• TASK DESCRIPTION:
Count how many lines of the rows below contain the string "fuselage", and give only that number.

________________

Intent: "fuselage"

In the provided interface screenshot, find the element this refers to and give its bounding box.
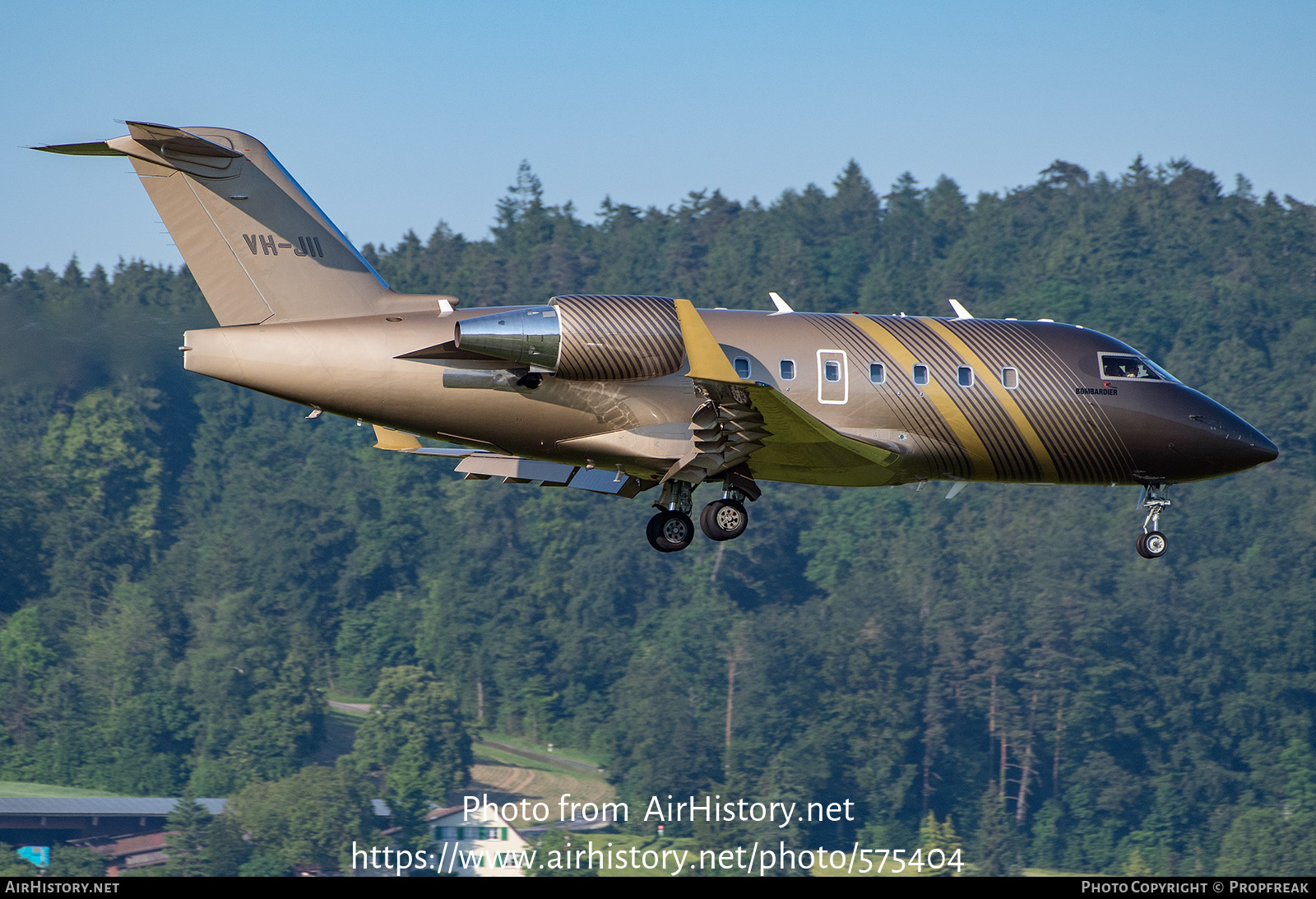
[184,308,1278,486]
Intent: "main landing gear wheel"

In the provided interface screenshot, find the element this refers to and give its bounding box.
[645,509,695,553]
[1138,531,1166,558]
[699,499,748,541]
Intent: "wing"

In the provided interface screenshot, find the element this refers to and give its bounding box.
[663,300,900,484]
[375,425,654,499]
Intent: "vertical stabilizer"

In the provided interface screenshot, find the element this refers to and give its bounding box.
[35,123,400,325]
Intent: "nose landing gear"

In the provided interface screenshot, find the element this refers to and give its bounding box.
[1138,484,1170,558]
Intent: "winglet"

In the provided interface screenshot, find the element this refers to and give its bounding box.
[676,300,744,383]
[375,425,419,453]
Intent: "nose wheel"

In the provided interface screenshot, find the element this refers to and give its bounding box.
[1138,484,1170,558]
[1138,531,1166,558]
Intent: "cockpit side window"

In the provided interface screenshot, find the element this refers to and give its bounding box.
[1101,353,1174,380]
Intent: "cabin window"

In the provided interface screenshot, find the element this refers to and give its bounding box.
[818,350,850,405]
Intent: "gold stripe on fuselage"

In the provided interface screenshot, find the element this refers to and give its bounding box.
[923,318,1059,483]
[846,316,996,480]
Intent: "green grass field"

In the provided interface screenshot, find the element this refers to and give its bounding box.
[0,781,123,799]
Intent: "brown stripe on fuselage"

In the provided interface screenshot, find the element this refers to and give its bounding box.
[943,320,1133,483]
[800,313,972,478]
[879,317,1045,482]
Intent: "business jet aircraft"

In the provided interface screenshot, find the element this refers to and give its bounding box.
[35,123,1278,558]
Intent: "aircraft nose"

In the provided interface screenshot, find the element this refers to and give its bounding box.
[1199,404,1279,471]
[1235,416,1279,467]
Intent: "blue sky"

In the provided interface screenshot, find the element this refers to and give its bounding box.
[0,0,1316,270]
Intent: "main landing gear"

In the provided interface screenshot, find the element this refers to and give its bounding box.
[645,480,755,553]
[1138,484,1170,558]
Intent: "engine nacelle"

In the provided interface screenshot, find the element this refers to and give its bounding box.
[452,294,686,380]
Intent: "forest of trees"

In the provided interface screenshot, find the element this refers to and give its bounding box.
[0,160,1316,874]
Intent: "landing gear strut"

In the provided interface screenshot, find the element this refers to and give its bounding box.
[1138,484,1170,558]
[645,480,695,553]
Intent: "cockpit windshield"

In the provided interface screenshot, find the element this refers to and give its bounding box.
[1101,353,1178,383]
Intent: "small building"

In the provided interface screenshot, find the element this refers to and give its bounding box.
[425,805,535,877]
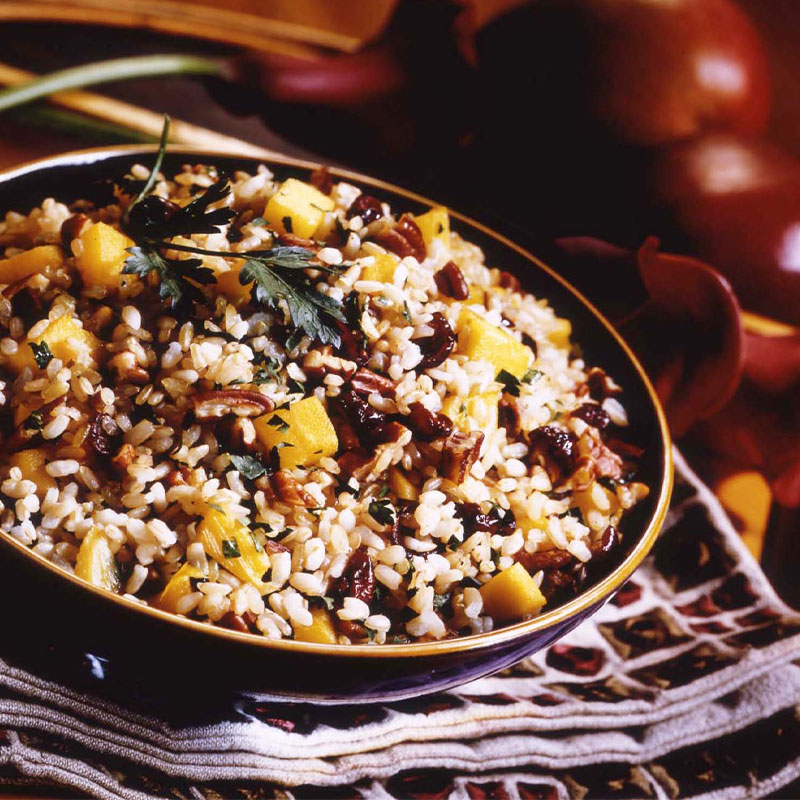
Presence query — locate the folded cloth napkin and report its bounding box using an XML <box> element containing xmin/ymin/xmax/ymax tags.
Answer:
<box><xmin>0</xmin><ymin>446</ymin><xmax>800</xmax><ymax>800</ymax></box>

________________

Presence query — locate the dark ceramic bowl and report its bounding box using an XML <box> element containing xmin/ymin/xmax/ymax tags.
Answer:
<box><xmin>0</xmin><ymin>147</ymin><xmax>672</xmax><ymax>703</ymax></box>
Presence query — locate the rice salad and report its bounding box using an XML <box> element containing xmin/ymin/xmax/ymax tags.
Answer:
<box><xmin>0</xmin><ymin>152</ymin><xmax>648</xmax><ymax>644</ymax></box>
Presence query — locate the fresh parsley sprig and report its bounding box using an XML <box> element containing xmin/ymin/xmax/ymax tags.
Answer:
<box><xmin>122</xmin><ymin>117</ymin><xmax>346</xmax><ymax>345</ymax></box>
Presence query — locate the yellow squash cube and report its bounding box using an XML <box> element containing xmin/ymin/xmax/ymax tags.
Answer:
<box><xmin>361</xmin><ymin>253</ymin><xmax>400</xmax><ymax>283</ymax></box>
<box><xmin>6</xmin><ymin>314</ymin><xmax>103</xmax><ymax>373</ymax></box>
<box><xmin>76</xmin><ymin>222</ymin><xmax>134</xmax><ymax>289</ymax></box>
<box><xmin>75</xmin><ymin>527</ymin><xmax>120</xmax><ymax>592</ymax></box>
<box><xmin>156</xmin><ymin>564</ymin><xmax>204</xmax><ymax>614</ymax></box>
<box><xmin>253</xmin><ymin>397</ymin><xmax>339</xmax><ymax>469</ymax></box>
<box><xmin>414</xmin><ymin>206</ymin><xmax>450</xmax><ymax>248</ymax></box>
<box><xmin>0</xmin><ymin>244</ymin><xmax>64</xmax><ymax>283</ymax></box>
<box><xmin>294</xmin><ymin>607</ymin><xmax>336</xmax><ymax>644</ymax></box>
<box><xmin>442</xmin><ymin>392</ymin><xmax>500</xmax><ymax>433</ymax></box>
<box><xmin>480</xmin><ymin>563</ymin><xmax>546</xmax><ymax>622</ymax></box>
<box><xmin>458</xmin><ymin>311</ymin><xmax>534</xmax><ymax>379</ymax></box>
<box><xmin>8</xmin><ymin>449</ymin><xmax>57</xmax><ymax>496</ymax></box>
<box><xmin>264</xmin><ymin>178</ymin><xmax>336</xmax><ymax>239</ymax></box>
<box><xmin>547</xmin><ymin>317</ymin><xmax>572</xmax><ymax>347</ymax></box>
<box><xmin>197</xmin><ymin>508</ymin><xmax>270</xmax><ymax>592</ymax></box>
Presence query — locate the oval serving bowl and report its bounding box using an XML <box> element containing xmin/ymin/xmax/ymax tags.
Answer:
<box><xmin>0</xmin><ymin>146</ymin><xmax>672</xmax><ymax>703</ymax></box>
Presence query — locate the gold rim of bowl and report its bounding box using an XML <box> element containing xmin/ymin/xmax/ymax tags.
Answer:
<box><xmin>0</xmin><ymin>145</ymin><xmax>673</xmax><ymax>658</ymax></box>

________________

• CORRECT RESPONSE:
3